**Seitenauszug**
▬▬▬▬▬▬▬▬▬▬

Führende Forschungsarbeiten in Bereichen wie der optischen Physik könnten die Wirksamkeit von US-Exportkontrollen untergraben, die darauf abzielen, Chinas Mikrochip-Industrie auszubremsen.
Eine neue Analyse zeigt: China liefert inzwischen den Großteil der Grundlagenforschung, auf der zukünftige Computerhardware basieren könnte. Sollte diese Forschung in kommerzielle Anwendungen übergehen, könnte es für die USA bald unmöglich werden, mit Exportkontrollen ihren technologischen Vorsprung im Bereich Hochleistungs-Mikrochips zu sichern, so die Autoren der Studie.
Auch wenn das noch nicht bedeutet, dass China derzeit in diesem Bereich führt, „zeigt es uns sehr deutlich, wohin die Reise geht“, sagt Zachary Arnold, leitender Analyst des Emerging Technology Observatory (ETO) an der Georgetown University in Washington, D.C., das die Analyse durchgeführt hat.
Die am 3. März veröffentlichte Studie ergab, dass zwischen 2018 und 2023 mehr als doppelt so viele wissenschaftliche Veröffentlichungen zu Chip-Design und -Fertigung von chinesischen als von US-amerikanischen Institutionen verfasst wurden. Und es geht nicht nur um die Quantität: Auch qualitativ liegt China vorn. So waren chinesische Forscher an 50 % der meistzitierten Veröffentlichungen (Top 10 % pro Jahrgang) beteiligt – verglichen mit 22 % aus den USA und 17 % aus Europa.
Die Forschungsarbeiten umfassen ein breites Spektrum: von klassischen Halbleitern und GPUs für Künstliche Intelligenz bis hin zu völlig neuen Chip-Architekturen. Um relevante Veröffentlichungen zu identifizieren, trainierte das ETO-Team eigens einen Algorithmus für maschinelles Lernen. Die Studie erfasst vor allem Grundlagenforschung zu neuen Chiptechnologien – nicht jedoch kommerzielle Entwicklungen, die oft proprietär und nur inkrementell sind, betont Arnold.

▬▬▬▬▬▬▬▬▬▬

**Datensätze**
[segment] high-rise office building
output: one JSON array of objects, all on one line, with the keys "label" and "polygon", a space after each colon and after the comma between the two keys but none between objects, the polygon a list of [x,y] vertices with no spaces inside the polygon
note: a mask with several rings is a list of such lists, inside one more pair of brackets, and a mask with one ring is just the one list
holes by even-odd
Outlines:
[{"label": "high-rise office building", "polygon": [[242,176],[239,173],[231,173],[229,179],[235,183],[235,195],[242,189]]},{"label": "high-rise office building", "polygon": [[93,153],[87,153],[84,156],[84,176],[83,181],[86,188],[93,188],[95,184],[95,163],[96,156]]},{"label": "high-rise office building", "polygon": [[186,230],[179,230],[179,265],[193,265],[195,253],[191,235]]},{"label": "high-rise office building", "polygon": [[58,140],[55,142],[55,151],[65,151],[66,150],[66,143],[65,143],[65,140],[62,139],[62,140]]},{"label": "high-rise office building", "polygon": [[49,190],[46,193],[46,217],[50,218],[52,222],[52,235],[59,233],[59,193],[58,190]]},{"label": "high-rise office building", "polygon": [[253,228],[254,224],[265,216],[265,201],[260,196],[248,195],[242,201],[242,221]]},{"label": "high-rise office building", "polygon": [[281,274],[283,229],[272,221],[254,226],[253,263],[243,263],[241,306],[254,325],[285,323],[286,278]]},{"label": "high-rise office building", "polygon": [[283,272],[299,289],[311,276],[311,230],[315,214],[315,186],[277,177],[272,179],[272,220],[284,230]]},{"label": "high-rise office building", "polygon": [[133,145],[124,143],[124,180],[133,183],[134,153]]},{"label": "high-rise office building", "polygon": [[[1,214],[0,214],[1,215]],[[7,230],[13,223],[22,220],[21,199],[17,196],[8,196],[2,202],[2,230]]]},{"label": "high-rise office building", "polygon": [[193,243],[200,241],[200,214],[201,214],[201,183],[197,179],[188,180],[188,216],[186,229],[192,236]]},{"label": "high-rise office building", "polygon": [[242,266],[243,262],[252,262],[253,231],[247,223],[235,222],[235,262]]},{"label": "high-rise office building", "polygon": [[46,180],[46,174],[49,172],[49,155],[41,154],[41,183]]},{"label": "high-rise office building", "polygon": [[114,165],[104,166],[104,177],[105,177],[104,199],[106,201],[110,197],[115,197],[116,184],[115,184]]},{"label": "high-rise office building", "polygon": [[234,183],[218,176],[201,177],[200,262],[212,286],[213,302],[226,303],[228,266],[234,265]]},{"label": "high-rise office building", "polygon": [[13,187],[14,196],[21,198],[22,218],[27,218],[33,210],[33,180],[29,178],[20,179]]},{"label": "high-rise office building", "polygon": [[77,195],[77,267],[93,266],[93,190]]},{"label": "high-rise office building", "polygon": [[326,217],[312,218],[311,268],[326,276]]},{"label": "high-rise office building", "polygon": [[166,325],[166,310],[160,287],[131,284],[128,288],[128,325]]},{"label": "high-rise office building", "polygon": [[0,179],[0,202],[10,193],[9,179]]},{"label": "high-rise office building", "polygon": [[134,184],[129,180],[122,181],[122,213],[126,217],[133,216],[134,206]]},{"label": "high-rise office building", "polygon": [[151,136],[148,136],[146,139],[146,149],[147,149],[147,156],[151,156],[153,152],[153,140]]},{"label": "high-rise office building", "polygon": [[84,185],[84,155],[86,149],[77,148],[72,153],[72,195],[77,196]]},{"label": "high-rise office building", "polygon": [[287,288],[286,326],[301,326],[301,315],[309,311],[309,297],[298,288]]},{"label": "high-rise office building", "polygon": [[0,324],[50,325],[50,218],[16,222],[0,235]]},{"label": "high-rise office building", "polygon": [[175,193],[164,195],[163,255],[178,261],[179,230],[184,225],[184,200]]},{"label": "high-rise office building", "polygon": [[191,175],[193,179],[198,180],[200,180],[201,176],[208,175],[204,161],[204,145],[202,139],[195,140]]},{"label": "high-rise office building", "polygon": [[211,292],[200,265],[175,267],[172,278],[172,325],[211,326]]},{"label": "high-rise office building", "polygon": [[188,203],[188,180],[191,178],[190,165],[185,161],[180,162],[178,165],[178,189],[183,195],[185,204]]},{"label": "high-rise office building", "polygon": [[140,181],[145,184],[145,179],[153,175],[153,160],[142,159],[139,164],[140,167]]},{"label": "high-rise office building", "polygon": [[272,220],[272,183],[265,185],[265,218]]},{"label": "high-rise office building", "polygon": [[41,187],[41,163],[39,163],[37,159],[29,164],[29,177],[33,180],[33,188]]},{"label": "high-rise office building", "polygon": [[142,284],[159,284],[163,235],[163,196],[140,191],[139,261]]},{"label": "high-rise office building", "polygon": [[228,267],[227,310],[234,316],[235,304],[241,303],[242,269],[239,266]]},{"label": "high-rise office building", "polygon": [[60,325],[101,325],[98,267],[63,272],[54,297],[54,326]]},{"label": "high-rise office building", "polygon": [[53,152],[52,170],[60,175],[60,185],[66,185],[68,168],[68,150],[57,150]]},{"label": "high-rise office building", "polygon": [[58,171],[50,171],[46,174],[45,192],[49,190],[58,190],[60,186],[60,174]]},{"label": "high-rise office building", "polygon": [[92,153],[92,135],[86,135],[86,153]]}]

▬▬▬▬▬▬▬▬▬▬

**Arbeitsauftrag 1**
Ändern Sie im Seitenauszug den Abschnitt von „Führende Forschungsarbeiten in“ bis einschließlich „Chinas Mikrochip-Industrie auszubremsen.“, indem Sie „optischen Physik“ durch „Quantenphysik“ ersetzen.
**Arbeitsauftrag 2**
An welchem Anteil der meistzitierten Veröffentlichungen waren chinesische Forscher laut dem Seitenauszug beteiligt?
Die Datensätze stammen aus einer anderen Quelle als der Seitenauszug.

**Ergebnis 1**
Führende Forschungsarbeiten in Bereichen wie der Quantenphysik könnten die Wirksamkeit von US-Exportkontrollen untergraben, die darauf abzielen, Chinas Mikrochip-Industrie auszubremsen.

**Ergebnis 2**
An 50 % der meistzitierten Veröffentlichungen (Top 10 % pro Jahrgang).